* DATASET EXCERPTS *
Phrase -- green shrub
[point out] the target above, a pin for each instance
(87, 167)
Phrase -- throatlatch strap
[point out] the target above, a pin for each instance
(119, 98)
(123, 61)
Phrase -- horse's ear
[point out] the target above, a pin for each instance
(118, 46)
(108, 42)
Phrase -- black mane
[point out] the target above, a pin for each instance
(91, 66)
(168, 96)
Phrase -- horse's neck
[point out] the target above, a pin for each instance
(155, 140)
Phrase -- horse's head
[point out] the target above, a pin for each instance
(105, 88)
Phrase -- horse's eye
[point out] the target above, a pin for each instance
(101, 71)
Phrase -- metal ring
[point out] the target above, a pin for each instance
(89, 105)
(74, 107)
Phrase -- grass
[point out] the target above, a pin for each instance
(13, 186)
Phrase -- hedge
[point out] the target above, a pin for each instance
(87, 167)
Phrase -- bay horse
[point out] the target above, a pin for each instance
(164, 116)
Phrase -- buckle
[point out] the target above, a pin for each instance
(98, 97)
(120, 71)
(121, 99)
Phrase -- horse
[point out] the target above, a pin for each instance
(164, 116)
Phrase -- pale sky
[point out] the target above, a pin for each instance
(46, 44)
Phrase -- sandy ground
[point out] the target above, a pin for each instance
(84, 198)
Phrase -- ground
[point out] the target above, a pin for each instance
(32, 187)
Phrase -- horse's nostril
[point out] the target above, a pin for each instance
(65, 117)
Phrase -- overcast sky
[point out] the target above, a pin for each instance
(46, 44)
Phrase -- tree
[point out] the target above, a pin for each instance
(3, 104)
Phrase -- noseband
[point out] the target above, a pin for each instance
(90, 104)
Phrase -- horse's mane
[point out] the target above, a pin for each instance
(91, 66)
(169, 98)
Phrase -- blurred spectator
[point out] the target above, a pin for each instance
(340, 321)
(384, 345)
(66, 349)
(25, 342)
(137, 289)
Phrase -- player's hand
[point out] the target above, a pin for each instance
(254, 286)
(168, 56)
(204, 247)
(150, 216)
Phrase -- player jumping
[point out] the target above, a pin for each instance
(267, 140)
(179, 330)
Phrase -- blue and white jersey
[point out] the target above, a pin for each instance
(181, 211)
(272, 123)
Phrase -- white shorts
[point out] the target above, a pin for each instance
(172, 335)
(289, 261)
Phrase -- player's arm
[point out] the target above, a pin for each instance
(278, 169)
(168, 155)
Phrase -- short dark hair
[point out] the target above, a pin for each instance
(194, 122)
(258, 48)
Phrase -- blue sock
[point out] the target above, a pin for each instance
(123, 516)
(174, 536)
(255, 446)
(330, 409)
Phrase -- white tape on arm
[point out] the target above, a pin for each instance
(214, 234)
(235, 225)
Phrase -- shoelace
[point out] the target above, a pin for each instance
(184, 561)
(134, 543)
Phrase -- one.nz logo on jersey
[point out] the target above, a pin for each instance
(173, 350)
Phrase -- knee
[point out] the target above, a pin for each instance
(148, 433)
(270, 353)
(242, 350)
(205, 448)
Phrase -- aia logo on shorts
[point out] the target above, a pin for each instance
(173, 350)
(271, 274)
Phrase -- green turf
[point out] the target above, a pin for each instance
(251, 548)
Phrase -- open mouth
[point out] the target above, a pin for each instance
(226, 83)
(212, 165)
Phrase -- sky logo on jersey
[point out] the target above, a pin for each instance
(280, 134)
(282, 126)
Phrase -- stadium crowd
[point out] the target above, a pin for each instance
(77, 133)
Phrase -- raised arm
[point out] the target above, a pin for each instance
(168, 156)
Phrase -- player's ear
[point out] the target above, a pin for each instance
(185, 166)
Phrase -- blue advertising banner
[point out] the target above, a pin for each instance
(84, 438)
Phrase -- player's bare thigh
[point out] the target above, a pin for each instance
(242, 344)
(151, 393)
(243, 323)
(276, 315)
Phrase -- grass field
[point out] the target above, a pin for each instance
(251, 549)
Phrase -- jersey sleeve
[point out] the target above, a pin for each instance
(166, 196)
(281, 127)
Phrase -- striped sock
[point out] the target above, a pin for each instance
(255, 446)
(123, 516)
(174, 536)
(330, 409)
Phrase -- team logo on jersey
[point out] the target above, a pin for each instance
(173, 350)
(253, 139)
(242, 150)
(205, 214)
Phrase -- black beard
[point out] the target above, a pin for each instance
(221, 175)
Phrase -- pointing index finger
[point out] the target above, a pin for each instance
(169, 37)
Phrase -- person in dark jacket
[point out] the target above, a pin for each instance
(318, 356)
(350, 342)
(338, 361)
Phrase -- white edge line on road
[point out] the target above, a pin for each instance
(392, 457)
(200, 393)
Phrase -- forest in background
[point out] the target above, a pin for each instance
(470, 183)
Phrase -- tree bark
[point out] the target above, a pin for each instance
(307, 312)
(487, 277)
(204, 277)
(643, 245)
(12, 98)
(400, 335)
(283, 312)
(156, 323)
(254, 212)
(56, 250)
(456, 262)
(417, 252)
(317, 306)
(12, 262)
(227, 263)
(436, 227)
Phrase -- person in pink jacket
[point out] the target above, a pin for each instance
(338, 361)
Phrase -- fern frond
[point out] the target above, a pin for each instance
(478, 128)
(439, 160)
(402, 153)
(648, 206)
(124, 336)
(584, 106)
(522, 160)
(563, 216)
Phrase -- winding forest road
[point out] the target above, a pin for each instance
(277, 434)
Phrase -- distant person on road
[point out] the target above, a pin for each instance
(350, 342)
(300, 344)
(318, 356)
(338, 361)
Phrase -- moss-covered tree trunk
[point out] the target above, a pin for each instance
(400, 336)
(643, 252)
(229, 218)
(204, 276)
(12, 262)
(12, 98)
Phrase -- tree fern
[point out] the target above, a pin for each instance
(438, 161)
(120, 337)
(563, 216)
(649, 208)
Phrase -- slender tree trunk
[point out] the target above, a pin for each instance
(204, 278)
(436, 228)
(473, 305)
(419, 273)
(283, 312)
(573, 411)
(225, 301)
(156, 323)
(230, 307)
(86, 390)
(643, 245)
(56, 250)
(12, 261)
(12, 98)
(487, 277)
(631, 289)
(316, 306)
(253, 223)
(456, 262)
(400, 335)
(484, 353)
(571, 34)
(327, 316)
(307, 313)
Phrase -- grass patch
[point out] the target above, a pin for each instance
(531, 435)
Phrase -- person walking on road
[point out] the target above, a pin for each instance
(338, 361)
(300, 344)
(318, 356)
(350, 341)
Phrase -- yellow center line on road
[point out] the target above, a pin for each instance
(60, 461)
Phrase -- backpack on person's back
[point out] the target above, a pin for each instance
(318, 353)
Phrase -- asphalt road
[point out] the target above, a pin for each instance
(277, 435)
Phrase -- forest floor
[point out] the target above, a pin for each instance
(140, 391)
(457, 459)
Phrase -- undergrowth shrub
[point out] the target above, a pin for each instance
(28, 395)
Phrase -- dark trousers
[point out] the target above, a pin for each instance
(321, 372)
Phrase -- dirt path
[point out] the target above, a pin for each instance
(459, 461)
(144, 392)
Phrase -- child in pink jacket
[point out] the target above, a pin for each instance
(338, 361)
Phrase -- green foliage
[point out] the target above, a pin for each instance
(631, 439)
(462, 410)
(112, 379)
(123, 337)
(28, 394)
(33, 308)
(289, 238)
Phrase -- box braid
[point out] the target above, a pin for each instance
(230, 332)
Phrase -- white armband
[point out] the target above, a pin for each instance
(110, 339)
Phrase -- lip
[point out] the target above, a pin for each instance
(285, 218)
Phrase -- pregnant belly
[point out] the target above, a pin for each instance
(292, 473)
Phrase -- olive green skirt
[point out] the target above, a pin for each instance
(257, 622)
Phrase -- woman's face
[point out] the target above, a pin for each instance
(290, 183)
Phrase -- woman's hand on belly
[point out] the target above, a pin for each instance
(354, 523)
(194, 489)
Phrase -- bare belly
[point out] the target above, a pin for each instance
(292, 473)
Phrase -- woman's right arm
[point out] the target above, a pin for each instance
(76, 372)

* WHAT TO DO *
The required output is each line from the one with "Phrase -- white armband" through the end of the material above, repeated exactly with both ends included.

* EXPECTED ANSWER *
Phrase -- white armband
[point out] the target above, a pin for each instance
(110, 339)
Phrase -- lip
[point out] the target above, a pin for each instance
(285, 218)
Phrase -- pregnant belly
[point out] the target above, a pin for each instance
(292, 473)
Phrase -- olive green skirt
[point out] the target above, a pin for each instance
(257, 622)
Phrase -- woman's face
[point out] the target above, a pin for each instance
(290, 183)
Phrase -- woman's hand on belly
[point out] the target above, a pin for each instance
(354, 523)
(194, 489)
Phrase -- bare belly
[point out] the target above, a pin for each instance
(292, 473)
Phrase -- woman's right arm
[point out] the target above, a pin for each instance
(76, 372)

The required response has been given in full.